- [Quoted passage]

========

--

When solving the task I was asked to tackle the following subtasks:

1. Read / write files / images;
2. Come up with the solution to obtain the luminance value of the processed image to further naïvely classify the images;
3. Evaluate the naïve classification model obtaining its performance;
4. Save back the processed images with the attached metadata as files' names;
5. Run the classification concurrently.

In the project, I've utilized ZIO library. I tried to structure the project modularly to be able to take advantage of the ZIO's ZLayer capabilities; however, ultimately I've postponed the idea. Applying ZLayers should be a straightforward task. For the compilation, code formatting, etc. I've used sbt, metals. For testing I've used both Zio-Test and ScalaTest.

========

- [Information supplied]
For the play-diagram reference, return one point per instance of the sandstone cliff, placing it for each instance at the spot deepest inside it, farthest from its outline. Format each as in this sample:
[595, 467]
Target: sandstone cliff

========

- [Problem statement]
Write out the part of the project description that begins at the words "When solving the" and stops after "the classification concurrently.". The data are not needed for this.

- [In response]
When solving the task I was asked to tackle the following subtasks:

1. Read / write files / images;
2. Come up with the solution to obtain the luminance value of the processed image to further naïvely classify the images;
3. Evaluate the naïve classification model obtaining its performance;
4. Save back the processed images with the attached metadata as files' names;
5. Run the classification concurrently.